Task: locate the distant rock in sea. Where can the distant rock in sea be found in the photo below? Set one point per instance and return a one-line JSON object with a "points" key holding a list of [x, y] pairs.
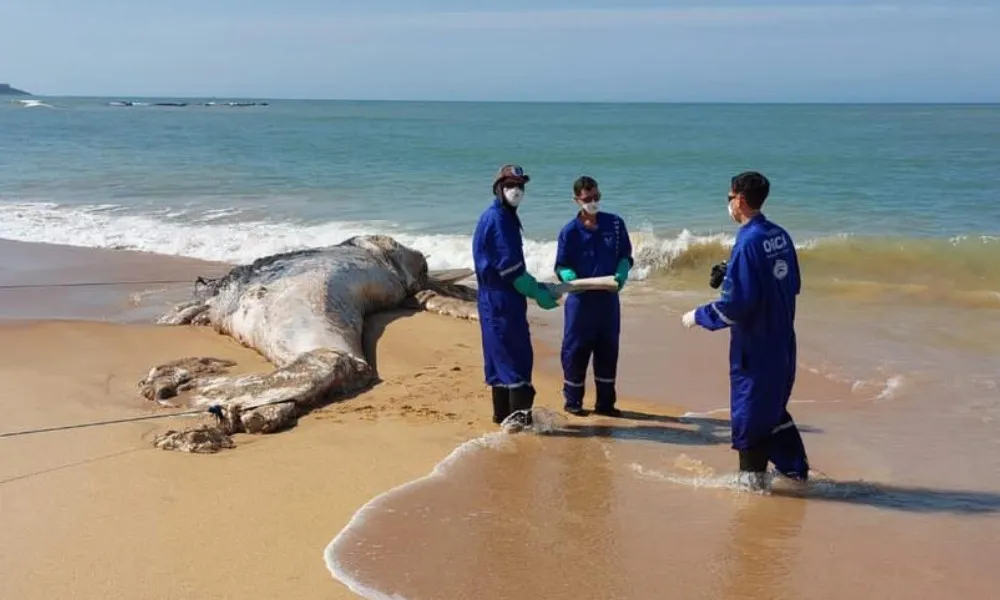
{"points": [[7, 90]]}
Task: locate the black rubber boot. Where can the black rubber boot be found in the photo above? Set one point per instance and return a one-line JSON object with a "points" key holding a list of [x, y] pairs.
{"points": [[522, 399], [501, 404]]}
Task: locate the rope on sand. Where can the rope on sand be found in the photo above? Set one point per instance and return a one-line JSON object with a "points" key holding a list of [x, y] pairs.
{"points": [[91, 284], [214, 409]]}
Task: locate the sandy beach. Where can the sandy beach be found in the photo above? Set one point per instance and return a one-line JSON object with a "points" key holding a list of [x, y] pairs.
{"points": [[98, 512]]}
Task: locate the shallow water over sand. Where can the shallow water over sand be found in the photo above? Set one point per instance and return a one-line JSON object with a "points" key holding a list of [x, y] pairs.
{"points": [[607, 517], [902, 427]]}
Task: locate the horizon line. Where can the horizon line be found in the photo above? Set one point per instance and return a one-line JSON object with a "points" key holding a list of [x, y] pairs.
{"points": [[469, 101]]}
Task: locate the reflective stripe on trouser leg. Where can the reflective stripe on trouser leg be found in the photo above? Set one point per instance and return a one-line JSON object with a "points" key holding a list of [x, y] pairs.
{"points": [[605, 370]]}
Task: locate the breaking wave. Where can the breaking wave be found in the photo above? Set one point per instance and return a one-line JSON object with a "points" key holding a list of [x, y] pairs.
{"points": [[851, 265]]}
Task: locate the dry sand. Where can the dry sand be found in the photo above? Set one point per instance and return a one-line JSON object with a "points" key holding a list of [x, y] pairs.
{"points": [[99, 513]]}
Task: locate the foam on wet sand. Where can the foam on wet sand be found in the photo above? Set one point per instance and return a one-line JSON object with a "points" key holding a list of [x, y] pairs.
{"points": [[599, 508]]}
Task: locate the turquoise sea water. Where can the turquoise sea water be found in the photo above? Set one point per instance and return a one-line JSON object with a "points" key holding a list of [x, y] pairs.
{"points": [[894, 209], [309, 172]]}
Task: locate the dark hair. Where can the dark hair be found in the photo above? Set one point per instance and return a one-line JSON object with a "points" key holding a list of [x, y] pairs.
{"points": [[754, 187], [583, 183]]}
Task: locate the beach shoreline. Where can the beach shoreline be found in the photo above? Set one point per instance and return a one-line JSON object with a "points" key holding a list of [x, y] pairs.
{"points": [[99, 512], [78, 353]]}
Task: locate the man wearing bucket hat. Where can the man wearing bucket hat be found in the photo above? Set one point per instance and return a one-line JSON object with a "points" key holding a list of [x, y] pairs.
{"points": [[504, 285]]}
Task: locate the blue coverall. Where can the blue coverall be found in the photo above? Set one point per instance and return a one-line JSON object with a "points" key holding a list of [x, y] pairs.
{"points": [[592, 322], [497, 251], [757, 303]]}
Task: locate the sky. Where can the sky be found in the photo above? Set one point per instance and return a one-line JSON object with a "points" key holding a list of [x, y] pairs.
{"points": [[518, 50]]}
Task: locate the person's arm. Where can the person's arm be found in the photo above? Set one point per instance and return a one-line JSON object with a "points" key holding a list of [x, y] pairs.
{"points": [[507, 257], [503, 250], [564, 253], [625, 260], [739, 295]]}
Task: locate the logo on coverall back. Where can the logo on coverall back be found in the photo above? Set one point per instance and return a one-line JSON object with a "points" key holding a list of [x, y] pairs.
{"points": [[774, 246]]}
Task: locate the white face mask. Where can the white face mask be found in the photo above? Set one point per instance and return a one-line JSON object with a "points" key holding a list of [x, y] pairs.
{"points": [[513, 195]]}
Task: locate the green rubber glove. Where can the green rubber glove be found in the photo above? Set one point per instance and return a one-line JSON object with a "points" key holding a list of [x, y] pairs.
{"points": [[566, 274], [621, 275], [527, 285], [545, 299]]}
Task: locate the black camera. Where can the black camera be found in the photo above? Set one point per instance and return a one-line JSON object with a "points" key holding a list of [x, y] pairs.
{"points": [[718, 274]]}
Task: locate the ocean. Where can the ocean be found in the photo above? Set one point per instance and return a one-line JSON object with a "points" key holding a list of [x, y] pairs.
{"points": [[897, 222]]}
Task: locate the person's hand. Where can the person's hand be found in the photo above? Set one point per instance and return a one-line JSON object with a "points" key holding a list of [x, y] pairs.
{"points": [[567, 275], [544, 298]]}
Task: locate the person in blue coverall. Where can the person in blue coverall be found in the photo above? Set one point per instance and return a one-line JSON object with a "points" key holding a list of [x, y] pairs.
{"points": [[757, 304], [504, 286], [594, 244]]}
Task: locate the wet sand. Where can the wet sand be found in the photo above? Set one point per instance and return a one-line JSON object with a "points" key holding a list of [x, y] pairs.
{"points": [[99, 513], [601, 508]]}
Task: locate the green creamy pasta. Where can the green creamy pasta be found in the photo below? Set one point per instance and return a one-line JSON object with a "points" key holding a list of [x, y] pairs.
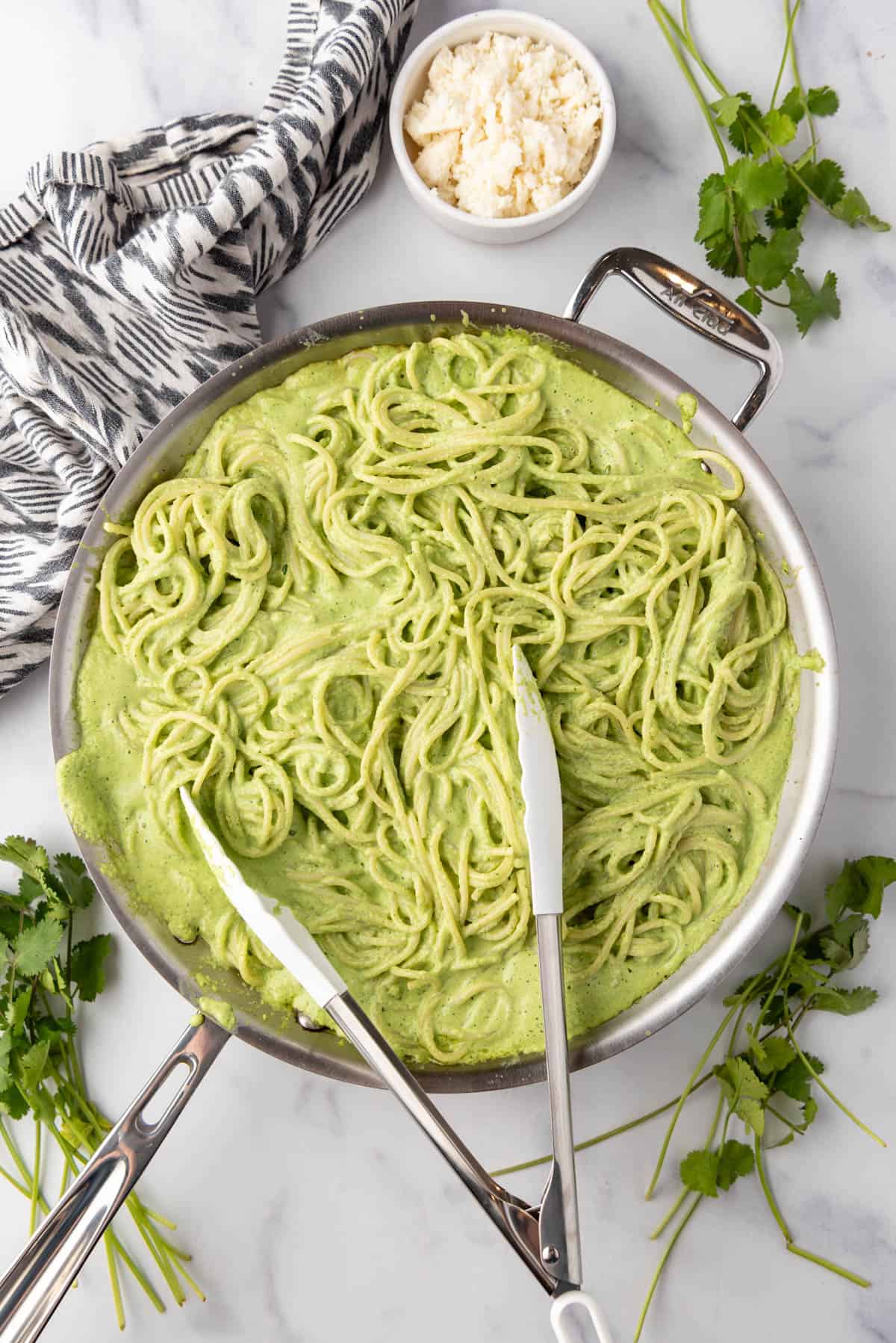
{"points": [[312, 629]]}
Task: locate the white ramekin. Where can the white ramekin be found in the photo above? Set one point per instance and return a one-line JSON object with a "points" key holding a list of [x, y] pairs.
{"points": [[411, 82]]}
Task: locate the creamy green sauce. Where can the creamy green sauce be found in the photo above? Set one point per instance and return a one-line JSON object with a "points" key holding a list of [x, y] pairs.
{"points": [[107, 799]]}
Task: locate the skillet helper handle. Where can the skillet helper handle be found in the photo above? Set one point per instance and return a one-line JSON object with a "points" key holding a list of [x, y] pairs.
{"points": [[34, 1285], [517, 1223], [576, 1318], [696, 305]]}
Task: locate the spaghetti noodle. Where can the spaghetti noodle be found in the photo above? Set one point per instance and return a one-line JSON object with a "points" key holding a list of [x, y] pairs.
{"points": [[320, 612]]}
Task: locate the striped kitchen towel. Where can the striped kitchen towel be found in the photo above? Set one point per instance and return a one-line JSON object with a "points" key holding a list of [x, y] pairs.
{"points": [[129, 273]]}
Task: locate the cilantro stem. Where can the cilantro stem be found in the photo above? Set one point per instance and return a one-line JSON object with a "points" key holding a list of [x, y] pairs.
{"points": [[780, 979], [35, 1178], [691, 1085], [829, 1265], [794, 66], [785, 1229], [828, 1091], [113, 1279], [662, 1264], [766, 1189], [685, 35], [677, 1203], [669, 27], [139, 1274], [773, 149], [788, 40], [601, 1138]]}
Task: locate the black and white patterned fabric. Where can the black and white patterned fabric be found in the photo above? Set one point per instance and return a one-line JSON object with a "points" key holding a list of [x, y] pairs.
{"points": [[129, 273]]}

────

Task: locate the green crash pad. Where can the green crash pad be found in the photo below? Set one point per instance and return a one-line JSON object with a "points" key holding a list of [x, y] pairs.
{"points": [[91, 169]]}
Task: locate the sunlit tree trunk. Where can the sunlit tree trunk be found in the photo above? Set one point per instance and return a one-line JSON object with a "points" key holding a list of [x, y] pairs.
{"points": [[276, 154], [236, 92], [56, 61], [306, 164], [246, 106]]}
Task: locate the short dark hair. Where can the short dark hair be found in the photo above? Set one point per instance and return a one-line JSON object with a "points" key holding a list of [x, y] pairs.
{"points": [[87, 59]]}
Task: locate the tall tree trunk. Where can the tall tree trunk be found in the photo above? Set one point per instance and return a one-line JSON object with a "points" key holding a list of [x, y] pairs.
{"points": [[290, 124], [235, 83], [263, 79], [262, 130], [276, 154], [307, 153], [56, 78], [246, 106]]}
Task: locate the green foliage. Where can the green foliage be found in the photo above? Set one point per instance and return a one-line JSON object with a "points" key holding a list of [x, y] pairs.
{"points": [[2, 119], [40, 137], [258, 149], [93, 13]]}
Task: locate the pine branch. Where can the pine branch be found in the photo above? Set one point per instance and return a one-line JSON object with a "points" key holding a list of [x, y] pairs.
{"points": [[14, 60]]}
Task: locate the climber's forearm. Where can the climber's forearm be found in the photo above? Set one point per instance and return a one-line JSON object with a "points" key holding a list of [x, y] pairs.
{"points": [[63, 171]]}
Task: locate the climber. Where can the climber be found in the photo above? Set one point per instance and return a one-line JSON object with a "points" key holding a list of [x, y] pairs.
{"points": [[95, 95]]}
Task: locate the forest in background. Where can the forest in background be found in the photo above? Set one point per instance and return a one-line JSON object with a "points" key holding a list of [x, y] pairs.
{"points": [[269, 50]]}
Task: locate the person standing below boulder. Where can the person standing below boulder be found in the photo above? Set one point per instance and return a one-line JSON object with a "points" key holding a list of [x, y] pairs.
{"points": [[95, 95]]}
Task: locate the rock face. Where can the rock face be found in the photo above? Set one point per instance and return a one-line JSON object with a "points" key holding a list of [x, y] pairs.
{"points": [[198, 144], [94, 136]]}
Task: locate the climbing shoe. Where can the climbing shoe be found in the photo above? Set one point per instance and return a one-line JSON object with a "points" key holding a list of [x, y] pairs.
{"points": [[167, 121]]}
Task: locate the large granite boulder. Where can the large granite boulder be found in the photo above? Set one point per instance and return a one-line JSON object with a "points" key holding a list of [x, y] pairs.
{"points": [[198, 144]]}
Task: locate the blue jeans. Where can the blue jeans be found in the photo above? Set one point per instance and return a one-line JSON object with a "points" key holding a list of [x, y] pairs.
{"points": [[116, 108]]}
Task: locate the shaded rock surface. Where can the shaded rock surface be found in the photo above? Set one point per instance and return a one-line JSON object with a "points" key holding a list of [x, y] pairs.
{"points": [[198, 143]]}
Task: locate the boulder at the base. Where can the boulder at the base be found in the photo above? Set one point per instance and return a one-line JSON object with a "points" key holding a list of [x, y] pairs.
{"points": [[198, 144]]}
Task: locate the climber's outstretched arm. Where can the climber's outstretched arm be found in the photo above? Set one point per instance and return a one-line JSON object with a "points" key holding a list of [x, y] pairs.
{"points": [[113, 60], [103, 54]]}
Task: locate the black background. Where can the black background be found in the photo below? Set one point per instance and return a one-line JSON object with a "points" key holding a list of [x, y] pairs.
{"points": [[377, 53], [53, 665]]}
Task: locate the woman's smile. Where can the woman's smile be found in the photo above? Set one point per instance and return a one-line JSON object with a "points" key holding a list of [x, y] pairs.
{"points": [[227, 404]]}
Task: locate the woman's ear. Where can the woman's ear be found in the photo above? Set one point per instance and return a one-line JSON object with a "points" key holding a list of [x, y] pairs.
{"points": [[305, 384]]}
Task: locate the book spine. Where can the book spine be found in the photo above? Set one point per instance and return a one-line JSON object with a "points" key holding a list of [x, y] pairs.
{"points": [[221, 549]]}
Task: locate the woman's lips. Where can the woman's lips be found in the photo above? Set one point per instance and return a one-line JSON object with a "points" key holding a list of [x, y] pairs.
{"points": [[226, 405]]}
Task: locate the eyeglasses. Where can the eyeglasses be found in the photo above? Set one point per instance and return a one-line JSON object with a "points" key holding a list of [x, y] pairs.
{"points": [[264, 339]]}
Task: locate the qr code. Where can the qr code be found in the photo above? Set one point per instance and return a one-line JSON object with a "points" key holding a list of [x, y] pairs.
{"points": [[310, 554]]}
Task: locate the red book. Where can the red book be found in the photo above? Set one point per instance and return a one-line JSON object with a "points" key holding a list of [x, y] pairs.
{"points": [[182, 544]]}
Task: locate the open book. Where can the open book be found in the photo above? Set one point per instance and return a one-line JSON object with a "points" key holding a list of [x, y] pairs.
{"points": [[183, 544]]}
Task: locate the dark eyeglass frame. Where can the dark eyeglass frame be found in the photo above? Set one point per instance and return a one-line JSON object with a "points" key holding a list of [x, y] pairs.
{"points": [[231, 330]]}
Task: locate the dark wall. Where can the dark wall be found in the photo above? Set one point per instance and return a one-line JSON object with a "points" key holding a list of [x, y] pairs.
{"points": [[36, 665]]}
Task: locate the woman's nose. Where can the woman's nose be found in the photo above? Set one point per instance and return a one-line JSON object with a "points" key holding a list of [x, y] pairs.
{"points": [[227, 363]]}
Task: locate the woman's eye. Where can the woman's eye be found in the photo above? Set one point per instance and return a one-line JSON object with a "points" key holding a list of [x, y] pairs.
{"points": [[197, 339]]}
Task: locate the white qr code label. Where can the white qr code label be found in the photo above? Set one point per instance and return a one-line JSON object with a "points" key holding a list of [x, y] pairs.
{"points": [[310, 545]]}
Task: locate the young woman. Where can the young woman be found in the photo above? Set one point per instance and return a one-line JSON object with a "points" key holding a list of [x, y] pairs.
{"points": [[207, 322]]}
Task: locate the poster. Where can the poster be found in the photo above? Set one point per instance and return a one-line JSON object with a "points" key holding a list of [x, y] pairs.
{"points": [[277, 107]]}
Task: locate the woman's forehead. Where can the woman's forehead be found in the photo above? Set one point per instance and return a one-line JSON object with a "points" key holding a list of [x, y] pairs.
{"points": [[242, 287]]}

────

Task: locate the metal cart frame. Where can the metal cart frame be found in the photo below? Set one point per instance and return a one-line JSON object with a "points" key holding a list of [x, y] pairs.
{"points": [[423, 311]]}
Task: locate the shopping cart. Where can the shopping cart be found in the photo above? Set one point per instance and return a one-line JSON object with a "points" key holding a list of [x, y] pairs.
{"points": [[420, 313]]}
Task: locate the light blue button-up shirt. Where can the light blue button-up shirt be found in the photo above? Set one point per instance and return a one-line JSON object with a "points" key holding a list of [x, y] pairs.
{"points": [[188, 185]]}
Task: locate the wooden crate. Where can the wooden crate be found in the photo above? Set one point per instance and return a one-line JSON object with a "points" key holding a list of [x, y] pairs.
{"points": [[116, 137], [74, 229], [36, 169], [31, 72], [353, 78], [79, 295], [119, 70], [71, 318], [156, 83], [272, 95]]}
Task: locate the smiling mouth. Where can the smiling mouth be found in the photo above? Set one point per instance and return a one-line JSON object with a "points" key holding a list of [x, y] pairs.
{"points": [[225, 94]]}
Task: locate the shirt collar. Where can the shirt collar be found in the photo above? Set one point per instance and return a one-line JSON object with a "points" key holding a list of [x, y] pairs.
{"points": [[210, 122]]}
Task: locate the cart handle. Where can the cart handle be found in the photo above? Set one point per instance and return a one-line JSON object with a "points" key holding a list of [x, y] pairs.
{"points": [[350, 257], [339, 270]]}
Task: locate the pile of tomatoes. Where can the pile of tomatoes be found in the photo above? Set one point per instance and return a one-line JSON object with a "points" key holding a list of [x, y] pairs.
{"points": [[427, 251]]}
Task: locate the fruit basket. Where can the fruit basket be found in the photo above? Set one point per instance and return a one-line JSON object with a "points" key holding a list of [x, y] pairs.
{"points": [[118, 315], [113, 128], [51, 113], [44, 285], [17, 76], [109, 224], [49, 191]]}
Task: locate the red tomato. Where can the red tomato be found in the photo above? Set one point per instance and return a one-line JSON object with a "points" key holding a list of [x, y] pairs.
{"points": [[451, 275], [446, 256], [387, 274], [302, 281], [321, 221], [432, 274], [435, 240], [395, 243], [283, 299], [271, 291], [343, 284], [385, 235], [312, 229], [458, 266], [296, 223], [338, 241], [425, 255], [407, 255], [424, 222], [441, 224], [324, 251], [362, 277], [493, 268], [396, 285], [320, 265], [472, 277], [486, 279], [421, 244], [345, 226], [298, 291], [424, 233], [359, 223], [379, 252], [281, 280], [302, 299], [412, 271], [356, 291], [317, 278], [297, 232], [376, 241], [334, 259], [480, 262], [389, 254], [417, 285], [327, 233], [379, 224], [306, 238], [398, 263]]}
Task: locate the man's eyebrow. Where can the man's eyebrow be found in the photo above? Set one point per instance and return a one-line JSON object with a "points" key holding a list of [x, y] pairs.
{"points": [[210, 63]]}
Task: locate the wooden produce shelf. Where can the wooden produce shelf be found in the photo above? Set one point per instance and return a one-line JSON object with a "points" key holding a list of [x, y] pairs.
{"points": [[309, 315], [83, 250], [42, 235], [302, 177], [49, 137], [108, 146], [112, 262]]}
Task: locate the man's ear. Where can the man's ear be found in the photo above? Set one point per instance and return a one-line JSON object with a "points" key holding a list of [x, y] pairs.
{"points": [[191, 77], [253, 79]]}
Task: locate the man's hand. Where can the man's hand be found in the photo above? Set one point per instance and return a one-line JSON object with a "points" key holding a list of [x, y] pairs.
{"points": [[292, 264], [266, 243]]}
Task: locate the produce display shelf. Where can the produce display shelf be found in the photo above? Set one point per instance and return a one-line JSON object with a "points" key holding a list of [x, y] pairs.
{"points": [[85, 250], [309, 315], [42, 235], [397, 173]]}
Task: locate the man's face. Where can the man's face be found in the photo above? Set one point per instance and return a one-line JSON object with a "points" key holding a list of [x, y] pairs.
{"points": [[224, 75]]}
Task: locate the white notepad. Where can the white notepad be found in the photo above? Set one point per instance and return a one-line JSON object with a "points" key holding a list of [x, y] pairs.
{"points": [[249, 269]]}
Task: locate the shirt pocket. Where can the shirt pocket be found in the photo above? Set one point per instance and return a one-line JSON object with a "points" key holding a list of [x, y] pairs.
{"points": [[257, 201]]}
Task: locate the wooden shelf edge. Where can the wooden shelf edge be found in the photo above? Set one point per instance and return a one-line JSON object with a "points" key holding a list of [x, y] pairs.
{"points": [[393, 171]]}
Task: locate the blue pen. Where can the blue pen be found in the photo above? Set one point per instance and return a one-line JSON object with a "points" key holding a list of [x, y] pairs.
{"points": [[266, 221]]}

────

**Exercise**
Pick out each line of the entries above that contains the word "woman" and reproduce every such line in full.

**Response to the exercise**
Task: locate the woman's smile. Where can the woman's smile be found in the photo above? Set one point per instance and return a one-line JSON object with a "points" key holding a list of [x, y] pairs.
Task: locate the woman's ear. Where can the woman's ear be found in the photo above? Set one point per instance and return a one-line JSON object with a "points" key holding a list of [x, y] pairs.
Task: locate the woman's lips. Where can the woman's lips be found in the photo above? Set one point per instance and return a one-line JSON object with a "points" key holding a list of [x, y] pairs.
Task: locate the woman's nose. Where can the woman's nose be found in the photo above? Set one point per instance and return a one-line JSON object with a "points" key holding a list of [x, y] pairs.
Task: locate the woman's eye. Where can the woman's eye be found in the photo above? Set one point per instance and return a one-line JSON object with a "points" key holding a list of [x, y] pairs.
Task: locate the young woman. Where can the young woman be found in the photo above? Set one point per instance and return a one-line JSON object with a "points" key holding a list of [x, y] pairs.
Task: locate the woman's forehead. Where can the woman's forehead be found in the photo above? Set one point per instance and return a one-line JSON object with a "points" key holding a list of [x, y] pairs.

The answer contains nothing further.